> DATA TO PROCESS:
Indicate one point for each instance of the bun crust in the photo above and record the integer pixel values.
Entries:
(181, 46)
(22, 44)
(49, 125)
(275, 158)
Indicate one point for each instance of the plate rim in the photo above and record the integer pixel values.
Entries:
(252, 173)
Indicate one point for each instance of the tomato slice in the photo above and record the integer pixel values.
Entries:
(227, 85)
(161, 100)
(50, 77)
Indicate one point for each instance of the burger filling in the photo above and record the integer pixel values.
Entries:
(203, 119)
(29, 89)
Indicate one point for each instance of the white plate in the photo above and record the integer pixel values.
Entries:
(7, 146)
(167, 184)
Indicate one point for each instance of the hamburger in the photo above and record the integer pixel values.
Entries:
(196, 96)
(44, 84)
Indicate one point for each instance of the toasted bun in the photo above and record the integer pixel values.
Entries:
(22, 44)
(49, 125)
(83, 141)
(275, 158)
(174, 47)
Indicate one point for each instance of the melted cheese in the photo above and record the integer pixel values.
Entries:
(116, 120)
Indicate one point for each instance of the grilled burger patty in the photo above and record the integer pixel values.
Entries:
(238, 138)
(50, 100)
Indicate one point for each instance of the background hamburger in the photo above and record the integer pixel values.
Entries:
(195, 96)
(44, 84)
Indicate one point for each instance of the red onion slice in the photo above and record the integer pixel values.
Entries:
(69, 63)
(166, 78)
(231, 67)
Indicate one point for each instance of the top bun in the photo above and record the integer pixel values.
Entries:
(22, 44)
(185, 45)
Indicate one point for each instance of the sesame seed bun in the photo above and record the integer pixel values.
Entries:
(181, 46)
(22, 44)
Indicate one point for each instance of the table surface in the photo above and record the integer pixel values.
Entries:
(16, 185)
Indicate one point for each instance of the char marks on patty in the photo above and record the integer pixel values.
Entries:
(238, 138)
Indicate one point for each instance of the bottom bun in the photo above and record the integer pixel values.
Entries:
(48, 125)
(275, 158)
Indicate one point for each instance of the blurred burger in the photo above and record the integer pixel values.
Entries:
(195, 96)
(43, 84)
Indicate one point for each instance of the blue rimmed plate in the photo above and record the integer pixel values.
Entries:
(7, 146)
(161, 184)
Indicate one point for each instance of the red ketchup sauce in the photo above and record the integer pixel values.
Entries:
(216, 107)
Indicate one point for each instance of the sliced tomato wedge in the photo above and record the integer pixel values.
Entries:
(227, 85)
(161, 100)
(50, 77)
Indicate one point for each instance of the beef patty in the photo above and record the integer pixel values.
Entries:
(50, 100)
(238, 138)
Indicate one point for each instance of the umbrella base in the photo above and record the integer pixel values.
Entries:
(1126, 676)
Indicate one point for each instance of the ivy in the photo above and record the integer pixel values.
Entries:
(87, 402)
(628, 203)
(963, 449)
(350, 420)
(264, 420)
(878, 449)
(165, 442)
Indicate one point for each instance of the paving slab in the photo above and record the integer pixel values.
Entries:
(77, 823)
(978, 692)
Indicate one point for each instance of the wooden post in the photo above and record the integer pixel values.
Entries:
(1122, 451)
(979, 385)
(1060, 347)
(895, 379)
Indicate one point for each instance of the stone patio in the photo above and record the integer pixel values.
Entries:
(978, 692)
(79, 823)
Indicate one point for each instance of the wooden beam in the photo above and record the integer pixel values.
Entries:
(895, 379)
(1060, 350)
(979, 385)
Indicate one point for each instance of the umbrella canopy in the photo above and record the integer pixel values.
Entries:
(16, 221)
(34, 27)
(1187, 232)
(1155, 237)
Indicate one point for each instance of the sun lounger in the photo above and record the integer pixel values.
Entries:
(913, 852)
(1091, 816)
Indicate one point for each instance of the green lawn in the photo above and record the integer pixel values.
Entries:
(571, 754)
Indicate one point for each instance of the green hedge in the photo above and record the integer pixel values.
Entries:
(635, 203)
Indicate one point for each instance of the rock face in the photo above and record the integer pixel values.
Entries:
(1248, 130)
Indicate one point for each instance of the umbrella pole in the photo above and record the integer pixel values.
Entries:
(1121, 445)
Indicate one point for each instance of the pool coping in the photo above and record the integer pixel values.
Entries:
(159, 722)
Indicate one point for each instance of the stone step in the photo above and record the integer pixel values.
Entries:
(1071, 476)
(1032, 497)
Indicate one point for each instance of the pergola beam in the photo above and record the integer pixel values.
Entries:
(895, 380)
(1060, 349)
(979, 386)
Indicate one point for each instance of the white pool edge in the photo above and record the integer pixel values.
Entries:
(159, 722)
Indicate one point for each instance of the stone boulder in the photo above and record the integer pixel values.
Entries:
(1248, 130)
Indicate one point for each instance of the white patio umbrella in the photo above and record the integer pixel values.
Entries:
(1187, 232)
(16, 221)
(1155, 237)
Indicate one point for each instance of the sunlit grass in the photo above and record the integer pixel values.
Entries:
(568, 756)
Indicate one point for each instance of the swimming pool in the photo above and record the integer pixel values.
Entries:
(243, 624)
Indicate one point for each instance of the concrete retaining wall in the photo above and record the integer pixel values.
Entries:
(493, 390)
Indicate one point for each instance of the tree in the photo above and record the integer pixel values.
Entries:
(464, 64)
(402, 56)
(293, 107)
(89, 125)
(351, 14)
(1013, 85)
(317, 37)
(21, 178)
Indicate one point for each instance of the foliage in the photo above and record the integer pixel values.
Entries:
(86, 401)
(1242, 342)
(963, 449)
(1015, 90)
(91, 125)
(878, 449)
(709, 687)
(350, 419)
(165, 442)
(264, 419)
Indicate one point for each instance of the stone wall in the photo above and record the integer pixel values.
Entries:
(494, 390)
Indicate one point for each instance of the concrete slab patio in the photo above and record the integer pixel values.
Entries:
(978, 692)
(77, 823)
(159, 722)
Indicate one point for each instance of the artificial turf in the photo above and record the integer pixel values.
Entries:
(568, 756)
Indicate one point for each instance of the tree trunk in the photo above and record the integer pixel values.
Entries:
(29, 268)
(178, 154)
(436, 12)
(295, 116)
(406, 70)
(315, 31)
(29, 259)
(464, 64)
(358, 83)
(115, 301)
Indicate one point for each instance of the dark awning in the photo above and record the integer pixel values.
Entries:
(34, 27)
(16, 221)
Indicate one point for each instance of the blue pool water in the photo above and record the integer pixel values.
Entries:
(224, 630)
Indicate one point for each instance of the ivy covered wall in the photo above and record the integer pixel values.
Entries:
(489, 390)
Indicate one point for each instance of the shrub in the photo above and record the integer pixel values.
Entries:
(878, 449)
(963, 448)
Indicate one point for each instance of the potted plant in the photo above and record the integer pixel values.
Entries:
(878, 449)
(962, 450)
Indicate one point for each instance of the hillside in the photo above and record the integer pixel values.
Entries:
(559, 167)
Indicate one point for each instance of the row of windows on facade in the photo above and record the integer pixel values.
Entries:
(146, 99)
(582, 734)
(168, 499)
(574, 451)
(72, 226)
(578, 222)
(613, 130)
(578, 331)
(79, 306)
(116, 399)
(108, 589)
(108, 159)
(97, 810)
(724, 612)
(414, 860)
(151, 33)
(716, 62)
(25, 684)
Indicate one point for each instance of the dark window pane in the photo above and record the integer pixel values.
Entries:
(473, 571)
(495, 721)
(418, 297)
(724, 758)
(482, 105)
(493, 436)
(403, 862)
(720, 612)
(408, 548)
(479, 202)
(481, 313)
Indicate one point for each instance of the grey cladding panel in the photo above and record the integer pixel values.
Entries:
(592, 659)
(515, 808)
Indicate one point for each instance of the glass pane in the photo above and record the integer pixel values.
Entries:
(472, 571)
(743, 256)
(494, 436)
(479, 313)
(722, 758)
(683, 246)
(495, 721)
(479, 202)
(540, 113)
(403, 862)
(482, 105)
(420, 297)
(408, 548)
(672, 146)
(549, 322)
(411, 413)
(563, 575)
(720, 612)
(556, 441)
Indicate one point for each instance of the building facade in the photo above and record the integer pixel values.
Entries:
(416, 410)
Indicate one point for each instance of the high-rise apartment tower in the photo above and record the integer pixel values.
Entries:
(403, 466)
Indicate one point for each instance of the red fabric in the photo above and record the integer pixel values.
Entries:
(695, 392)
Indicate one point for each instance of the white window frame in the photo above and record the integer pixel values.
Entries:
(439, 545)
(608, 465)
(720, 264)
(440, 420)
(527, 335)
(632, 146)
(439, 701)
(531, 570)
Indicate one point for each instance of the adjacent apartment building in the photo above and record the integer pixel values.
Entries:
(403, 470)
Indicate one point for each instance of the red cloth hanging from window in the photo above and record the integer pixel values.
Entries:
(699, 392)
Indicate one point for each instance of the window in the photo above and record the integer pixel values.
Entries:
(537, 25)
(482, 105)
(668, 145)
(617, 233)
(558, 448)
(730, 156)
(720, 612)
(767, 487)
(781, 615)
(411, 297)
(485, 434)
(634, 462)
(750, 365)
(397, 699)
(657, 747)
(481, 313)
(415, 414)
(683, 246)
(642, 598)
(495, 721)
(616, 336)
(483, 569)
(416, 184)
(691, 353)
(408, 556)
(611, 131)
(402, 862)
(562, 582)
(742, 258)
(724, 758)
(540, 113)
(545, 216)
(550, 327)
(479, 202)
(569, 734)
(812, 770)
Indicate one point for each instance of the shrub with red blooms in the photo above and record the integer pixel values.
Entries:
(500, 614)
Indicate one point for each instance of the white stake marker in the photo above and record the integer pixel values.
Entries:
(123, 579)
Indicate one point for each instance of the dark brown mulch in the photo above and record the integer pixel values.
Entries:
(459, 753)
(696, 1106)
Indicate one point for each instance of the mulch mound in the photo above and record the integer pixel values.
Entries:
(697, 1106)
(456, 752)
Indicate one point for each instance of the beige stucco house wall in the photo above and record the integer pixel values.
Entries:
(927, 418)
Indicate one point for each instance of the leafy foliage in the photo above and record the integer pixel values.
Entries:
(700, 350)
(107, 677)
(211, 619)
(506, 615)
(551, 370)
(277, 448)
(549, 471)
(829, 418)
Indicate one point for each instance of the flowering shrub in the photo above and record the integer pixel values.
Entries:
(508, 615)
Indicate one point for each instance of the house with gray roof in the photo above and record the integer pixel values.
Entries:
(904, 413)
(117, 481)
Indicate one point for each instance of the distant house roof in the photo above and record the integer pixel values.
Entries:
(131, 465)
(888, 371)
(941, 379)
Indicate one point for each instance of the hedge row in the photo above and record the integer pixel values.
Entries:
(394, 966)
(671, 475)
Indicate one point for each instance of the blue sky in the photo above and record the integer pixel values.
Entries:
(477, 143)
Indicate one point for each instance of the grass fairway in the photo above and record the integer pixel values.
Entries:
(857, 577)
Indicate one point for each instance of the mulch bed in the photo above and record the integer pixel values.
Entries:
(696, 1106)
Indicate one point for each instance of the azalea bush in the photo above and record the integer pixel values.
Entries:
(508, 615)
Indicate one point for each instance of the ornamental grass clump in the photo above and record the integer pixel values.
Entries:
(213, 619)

> REQUIRED TASK:
Reproduce word for word everything from the line containing "Indicate one point for each instance of the grass" down to the last of the rows, including both ends.

> REPLY TO THE TASK:
Indicate one point for each instance of the grass fairway in the photo above and record the integer pixel values.
Entries:
(857, 577)
Indicate one point for each instance of the mulch bed in the photo above and record the integer pixel values.
Entries:
(696, 1106)
Indicate one point for each instance of the azalea bush in the photo above and record the integer pixel values.
Entries:
(508, 615)
Indicate one point for each instance of the ornamental grass clump in the photo above and record the integer pixel values.
Entries:
(213, 619)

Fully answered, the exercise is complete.